SUPPLIED PASSAGE:

============================================================

A cultural heartbeat.
Years later, his mother mailed him index cards filled with recipes while he was touring in Alaska. He made Thanksgiving dinner for the entire band. It was an early glimpse of the chef he would one day become.
From Rock Concerts to Home Kitchens: The Signature Paul Experience
Paul didn’t plan to become a private chef. The idea was born the night guests at his own dinner party asked him to recreate the experience at their home—and bring his guitar.
One event turned into hundreds.
Hundreds turned into a brand.
And the brand turned into a venue: The Room at Cedar Grove, a listening room where he hosts artists, cooks unforgettable meals, pours his own wines, and brings people together through story and song.
Every detail is infused with intention—his grandmother’s recipes, his Italian heritage, his musician’s heart, his sommelier’s curiosity.
And people don’t just love his food.
They love the way he makes them feel.
Paul Kares: When a Life’s Work Becomes a Life of Service
But Paul’s impact reaches far beyond his business.
In 2020, after years of donating private dinners to charity auctions—raising over $200,000—Paul realized he could do more. He founded Paul Kares, a nonprofit dedicated to supporting young people in the culinary and musical arts.
Today, 100% of the profits from The Room at Cedar Grove go directly to the nonprofit. Every ticket, every meal, every glass of wine helps a student rise.
Paul Kares provides:
- Scholarships for culinary students
- Funding for travel opportunities, including sending students to Italy
- Equipment and resources for emerging musicians
- Strong ties to Delaware Tech and community partners
One of Paul’s proudest moments was sending a culinary student, Chef Alandre, to Italy with her class—a trip she could not afford without support.
Her life changed.
Her confidence changed.
Her trajectory changed.
“That’s the best part,” Paul says.

============================================================

PROBLEMS AND TASKS:
A. For the profile of Paul, state whether each of the following statements agrees with it: (i) Paul planned from the outset to become a private chef; (ii) Paul founded Paul Kares in 2020; (iii) half of the profits from The Room at Cedar Grove go to the nonprofit. Answer yes or no for each, quoting the deciding words of the profile.
B. Reproduce the part of the profile of Paul between "Hundreds turned into" and "his sommelier’s curiosity.", inclusive, with "listening room" renamed to "performance space".
C. Go on with the profile of Paul, starting after its final line.

Entries from a labeling collection:

============================================================

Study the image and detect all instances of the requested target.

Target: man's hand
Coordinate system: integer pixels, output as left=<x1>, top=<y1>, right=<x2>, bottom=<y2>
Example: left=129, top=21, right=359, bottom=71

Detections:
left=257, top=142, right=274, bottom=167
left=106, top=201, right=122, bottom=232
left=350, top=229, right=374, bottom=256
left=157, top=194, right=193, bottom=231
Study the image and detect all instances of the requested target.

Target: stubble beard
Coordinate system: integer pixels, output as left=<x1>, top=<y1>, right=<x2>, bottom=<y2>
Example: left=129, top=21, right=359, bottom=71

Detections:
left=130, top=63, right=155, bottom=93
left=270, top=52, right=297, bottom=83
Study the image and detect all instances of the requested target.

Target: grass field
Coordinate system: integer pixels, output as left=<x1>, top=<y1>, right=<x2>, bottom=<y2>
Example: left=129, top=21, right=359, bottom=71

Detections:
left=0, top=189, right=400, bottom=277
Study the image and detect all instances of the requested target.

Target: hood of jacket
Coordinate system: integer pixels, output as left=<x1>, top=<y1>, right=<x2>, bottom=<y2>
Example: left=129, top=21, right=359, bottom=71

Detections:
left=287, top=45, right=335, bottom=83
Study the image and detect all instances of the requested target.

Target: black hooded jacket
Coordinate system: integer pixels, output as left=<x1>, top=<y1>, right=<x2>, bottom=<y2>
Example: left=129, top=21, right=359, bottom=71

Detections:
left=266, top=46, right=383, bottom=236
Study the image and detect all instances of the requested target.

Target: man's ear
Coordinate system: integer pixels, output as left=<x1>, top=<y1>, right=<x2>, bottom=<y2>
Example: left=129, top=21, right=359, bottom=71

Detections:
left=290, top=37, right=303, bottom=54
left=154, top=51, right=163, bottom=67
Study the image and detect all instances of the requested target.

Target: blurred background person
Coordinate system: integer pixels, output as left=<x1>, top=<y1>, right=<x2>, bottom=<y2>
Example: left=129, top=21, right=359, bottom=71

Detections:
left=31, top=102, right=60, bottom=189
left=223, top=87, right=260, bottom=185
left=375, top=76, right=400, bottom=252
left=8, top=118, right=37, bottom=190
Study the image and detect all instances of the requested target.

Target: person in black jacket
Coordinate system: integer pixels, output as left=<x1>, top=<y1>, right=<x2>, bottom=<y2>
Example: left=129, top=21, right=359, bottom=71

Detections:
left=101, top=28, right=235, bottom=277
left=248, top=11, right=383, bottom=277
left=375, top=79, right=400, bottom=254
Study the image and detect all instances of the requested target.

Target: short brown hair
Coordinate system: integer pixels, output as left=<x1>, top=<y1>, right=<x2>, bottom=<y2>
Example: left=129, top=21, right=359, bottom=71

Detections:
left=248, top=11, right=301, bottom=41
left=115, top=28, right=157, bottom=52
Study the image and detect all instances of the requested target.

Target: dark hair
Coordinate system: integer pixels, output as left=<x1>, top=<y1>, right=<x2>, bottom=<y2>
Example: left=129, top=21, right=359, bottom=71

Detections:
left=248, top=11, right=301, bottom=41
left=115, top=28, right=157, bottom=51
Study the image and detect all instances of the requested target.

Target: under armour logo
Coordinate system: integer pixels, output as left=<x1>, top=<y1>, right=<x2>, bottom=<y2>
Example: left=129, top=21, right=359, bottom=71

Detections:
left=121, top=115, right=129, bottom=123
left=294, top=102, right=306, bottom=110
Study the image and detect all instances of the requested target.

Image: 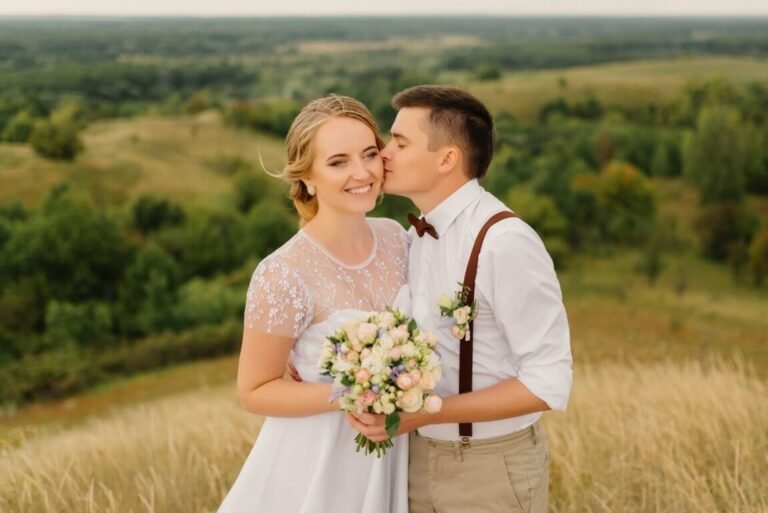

============================================================

THE ANSWERS:
A.
(i) No: "Paul didn’t plan to become a private chef."
(ii) Yes: "In 2020, after years of donating private dinners to charity auctions—raising over $200,000—Paul realized he could do more. He founded Paul Kares"
(iii) No: "Today, 100% of the profits from The Room at Cedar Grove go directly to the nonprofit."

B.
Hundreds turned into a brand.
And the brand turned into a venue: The Room at Cedar Grove, a performance space where he hosts artists, cooks unforgettable meals, pours his own wines, and brings people together through story and song.
Every detail is infused with intention—his grandmother’s recipes, his Italian heritage, his musician’s heart, his sommelier’s curiosity.

C.
“When you can change someone’s path, even a little, that’s everything.”
The Thread That Runs Through Every Chapter: Hard Work, Heart, and Humanity
Paul describes his life as a constant fusion—music, food, wine, travel, community, philanthropy—each woven into the other like ingredients in the perfect dish.
His guiding principles?
Work hard. Stay curious. Build community. Surround yourself with people who inspire you. Share your magic generously.
He laughs when asked how he cultivates that magic.
“When I figure it out, I’ll let you know,” he says.
But in truth, we see it clearly:
He shows up.
He keeps learning.
He keeps giving.
And the world keeps opening for him.
Why His Story Belongs at Defeat the Streets
Paul Cullen is not just a musician or chef or winemaker.
He is a blueprint for how to live a life of purposeful generosity—how to turn passions into service, how to turn gifts into opportunities, how to turn community into a culture of care.
His story reminds us:
Philanthropy isn’t about wealth.
It’s about presence.
It’s about sharing what you love.
It’s about helping someone find their own way because someone once helped you.
This is what Defeat the Streets stands for.
This is what Your Impact Unleashed celebrates.
And this is the kind of story that can change how we think about impact forever.